■ WHAT YOU WILL DO
Copy out the full passage on Lake Michigan's changing water levels and shoreline erosion, word for word.

■ PASSAGE PROVIDED
_ _ _ _
Veronica Fall, climate Extension specialist with the University of Illinois and a member of the Sea Grant team, says changing and variable lake levels are two of the main threats climate change poses to Lake Michigan and other Great Lakes. Data over the past few years show record high lake levels and an unprecedented rate of increase. While the highest-ever lake level on Lake Michigan was achieved in 1986, levels in the lake continue to set monthly highs at a rate previously unseen. The severe and visible effects include erosion around the lake and its basin, as well as extensive flooding.
“We are seeing erosion along the coastline in the winter months because of rising temperatures,” Fall says. “When ice covers the lake, it keeps things in place and protects the shoreline from winds and waves. With rising temperatures, there is less ice, which means the shorelines get battered.”
_ _ _ _
■ SUPPLIED DATA
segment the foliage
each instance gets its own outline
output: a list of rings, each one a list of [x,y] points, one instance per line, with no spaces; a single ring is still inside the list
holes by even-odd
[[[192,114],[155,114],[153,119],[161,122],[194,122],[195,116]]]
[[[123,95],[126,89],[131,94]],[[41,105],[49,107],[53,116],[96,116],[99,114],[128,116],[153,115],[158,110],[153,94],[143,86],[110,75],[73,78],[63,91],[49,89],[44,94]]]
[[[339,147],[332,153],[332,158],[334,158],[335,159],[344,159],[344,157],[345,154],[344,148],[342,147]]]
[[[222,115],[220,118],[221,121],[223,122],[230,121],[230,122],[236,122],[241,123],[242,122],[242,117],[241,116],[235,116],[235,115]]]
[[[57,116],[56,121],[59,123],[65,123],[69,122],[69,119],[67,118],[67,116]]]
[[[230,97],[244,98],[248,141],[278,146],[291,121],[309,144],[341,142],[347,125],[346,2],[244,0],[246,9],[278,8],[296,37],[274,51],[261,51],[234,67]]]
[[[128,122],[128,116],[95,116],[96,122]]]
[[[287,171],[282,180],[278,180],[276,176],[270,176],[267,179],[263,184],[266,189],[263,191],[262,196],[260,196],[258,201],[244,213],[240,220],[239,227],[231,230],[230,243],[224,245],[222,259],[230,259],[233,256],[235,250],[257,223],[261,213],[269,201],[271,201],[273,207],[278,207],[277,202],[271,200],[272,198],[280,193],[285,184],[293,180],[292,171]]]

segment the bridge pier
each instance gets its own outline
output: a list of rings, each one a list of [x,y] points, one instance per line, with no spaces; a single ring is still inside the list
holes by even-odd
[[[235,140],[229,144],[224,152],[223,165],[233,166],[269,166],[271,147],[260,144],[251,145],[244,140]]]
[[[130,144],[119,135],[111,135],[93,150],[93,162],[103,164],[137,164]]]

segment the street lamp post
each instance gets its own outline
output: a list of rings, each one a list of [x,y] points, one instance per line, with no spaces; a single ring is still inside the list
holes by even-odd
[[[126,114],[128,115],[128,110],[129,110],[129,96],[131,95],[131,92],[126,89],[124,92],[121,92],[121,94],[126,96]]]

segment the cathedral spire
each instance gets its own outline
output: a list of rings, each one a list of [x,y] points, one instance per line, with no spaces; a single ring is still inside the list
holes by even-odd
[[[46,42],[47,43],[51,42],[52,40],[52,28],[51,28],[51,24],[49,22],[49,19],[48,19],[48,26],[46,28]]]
_ _ _ _
■ OUTPUT OF THE EXERCISE
Veronica Fall, climate Extension specialist with the University of Illinois and a member of the Sea Grant team, says changing and variable lake levels are two of the main threats climate change poses to Lake Michigan and other Great Lakes. Data over the past few years show record high lake levels and an unprecedented rate of increase. While the highest-ever lake level on Lake Michigan was achieved in 1986, levels in the lake continue to set monthly highs at a rate previously unseen. The severe and visible effects include erosion around the lake and its basin, as well as extensive flooding.
“We are seeing erosion along the coastline in the winter months because of rising temperatures,” Fall says. “When ice covers the lake, it keeps things in place and protects the shoreline from winds and waves. With rising temperatures, there is less ice, which means the shorelines get battered.”